Stored entries
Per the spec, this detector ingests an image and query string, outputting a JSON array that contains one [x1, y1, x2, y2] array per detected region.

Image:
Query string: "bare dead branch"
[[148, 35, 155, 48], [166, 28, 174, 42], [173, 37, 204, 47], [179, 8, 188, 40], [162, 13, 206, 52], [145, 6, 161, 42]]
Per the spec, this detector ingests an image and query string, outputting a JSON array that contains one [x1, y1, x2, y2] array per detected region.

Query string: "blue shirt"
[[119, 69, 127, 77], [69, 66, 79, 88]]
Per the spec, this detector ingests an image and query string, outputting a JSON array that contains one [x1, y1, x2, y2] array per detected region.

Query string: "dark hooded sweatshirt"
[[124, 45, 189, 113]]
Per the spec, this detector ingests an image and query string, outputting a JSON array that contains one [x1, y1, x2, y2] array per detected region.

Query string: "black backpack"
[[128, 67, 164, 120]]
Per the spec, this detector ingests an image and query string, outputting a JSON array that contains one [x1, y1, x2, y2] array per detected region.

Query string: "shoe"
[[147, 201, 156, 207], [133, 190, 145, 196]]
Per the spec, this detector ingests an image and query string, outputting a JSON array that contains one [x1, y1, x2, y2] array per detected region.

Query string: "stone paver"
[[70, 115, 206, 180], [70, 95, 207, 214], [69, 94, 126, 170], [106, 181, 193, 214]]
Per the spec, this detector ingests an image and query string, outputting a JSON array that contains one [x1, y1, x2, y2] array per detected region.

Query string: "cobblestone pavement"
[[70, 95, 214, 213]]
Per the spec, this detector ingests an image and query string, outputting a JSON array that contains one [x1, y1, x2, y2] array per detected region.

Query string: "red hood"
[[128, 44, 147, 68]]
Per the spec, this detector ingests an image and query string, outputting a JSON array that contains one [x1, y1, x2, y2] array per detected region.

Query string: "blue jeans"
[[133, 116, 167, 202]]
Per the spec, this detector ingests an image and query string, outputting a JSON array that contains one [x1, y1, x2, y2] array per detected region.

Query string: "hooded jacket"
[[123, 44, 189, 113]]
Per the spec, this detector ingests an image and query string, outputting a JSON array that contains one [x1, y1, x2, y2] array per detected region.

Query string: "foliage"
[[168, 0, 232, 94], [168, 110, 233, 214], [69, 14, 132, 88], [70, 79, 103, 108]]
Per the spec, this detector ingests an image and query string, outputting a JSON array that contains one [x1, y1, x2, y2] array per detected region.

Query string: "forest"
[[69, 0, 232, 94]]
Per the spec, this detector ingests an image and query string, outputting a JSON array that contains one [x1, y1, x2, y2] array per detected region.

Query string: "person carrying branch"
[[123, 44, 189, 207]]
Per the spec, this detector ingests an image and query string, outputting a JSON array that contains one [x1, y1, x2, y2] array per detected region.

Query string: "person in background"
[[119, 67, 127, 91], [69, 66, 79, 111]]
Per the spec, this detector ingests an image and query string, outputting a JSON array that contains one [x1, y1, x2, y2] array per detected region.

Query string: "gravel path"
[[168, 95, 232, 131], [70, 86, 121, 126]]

Problem description: Give the entries from the start through the line holding "[[147, 201, 156, 207], [133, 190, 145, 196]]", inclusive, as a two-column CSV with the columns "entry" and "answer", one row per entry. Place each entry's text and its answer in a single quoted field apiece, and replace line breaks with spaces.

The completed task:
entry,answer
"Per the spec, this detector ingests an image and query string, outputting a JSON array that contains one [x1, y1, x2, y2] array per detected region. Image: Query string: ""bare dead branch""","[[148, 35, 155, 48], [166, 28, 174, 42], [173, 37, 204, 47], [179, 8, 188, 40], [162, 13, 206, 52], [145, 6, 161, 42]]"
"Per the spec, this detector ingests an image and query string, outputting a JSON array that contains one [x1, y1, x2, y2] array per detected region. Query string: ""blue shirt""","[[119, 69, 127, 77], [69, 66, 79, 88]]"
"Per the spec, this detector ingests an image and query string, outputting a JSON array that contains one [x1, y1, x2, y2] array per detected region. Query string: ""dark hooded sweatshirt""","[[124, 45, 189, 113]]"
"Per the spec, this detector ingests an image and query string, outputting a JSON array that contains one [x1, y1, x2, y2] array per detected region. Query string: ""black backpack""","[[128, 67, 164, 120]]"
"Per the spec, this detector ingests an image and query string, outputting a JSON array that contains one [x1, y1, x2, y2] array per detected region. Query string: ""shoe""","[[147, 201, 156, 207], [133, 190, 145, 196]]"